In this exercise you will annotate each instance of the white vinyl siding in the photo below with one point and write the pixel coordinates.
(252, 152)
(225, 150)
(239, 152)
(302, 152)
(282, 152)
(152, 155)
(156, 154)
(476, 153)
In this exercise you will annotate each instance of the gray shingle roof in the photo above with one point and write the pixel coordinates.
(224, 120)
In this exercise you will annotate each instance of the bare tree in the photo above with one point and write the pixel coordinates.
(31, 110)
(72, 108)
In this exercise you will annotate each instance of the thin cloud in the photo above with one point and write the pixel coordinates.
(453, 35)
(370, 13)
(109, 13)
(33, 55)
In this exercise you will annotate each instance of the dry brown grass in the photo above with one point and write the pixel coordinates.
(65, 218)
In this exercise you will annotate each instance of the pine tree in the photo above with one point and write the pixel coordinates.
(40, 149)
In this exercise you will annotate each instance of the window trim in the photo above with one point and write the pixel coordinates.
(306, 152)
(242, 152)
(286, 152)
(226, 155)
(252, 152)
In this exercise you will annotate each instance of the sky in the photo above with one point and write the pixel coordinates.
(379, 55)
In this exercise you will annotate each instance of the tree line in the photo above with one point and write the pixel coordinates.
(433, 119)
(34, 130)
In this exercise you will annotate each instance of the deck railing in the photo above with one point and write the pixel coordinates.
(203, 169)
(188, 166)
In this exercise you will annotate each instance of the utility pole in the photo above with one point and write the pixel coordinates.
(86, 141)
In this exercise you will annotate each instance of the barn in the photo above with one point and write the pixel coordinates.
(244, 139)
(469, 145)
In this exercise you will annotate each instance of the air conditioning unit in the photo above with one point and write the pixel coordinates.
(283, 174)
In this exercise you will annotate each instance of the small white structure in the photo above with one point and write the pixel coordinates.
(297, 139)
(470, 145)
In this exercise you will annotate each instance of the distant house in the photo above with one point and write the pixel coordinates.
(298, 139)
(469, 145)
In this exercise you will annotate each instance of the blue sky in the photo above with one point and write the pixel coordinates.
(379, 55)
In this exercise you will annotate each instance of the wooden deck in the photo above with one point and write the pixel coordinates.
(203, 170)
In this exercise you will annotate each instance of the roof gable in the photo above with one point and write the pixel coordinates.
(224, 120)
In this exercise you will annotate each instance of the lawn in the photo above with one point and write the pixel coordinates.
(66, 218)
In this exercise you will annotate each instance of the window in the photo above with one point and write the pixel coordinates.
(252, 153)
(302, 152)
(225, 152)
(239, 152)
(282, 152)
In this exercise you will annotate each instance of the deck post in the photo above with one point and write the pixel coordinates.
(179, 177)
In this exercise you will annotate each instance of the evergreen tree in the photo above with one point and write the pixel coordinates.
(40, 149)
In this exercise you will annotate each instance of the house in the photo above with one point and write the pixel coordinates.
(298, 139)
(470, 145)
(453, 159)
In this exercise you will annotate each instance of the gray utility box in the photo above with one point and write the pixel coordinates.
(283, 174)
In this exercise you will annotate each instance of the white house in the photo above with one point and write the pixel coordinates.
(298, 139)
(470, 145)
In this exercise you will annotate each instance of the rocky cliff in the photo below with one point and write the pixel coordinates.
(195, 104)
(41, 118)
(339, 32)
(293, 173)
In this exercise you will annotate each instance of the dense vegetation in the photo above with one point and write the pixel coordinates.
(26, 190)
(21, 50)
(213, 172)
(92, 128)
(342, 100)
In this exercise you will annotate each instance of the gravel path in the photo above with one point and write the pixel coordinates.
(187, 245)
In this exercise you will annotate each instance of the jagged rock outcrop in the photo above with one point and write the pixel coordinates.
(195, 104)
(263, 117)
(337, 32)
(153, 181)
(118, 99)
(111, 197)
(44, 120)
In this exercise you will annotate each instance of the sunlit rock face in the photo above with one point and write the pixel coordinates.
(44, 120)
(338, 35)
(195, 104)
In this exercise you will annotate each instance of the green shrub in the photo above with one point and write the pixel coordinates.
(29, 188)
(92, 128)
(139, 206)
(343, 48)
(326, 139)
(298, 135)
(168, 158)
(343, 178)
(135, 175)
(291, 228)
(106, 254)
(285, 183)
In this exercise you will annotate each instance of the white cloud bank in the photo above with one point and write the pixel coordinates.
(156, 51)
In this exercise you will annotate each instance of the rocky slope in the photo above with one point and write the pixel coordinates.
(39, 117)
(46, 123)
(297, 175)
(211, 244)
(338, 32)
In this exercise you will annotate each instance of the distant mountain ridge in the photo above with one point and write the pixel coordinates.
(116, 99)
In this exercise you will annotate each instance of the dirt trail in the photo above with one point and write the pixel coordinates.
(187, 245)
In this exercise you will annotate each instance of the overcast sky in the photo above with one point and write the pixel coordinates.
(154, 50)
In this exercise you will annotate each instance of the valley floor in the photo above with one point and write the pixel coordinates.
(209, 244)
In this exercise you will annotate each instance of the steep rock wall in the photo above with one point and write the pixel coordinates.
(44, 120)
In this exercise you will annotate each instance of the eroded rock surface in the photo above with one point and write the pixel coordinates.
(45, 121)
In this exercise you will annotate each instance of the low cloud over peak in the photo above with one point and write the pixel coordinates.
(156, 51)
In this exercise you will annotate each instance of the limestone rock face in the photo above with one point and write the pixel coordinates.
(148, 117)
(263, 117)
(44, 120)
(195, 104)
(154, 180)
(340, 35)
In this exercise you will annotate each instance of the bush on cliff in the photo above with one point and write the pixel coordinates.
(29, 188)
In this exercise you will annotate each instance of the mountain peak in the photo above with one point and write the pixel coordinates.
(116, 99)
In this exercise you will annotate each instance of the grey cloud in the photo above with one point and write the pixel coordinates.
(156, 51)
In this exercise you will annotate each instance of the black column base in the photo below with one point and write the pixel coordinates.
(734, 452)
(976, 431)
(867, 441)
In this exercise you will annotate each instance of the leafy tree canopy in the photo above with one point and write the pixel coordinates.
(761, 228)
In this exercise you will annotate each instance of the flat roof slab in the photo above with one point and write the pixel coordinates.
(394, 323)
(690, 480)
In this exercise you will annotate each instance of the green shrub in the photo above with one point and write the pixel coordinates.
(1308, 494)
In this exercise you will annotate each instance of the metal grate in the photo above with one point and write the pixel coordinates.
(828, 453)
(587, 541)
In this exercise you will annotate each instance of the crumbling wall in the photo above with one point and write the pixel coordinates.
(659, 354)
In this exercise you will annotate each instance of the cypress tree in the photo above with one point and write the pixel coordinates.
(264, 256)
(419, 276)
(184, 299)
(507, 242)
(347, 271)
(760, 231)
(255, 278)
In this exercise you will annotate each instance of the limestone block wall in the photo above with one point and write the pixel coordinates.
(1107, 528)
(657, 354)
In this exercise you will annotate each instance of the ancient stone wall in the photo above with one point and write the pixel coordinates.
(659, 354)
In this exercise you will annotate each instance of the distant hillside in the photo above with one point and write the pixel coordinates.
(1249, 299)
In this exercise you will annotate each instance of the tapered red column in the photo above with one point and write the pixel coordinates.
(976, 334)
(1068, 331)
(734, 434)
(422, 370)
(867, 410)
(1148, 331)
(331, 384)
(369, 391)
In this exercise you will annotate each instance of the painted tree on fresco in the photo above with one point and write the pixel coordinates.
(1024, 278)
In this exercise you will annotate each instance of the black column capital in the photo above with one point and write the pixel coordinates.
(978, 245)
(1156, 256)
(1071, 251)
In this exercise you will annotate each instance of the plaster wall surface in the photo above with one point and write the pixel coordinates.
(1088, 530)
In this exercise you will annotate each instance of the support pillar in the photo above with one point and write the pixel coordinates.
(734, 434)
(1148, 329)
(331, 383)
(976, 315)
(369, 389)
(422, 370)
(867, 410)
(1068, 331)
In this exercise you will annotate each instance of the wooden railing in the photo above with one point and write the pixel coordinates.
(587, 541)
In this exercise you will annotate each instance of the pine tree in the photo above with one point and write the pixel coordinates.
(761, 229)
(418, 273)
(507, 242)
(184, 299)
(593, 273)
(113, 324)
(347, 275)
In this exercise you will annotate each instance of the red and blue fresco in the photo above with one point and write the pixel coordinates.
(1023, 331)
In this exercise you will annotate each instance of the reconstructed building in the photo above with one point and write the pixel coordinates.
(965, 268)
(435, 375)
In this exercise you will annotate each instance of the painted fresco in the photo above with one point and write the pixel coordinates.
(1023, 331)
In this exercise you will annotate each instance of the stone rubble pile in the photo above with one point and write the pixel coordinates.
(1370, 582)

*****

§ Request
From the line containing "In this exercise you will annotate each instance of the red" through the closing line of the material above, return every line exactly and omit all others.

§ Answer for this exercise
In this exercise you will annotate each instance of the red and blue fresco in the photo above with one point and write the pixel coordinates.
(1023, 331)
In this exercise you will annotate each instance of the reconstructed building in the photo above with one point and write the pixel coordinates.
(965, 268)
(435, 375)
In this exercise you will annotate each instance of the painted fresco in the photo above with one point and write the pixel coordinates.
(1023, 331)
In this exercise you will annotate each instance of the stone rubble pile in the photo above with one point and write the pixel coordinates.
(1370, 582)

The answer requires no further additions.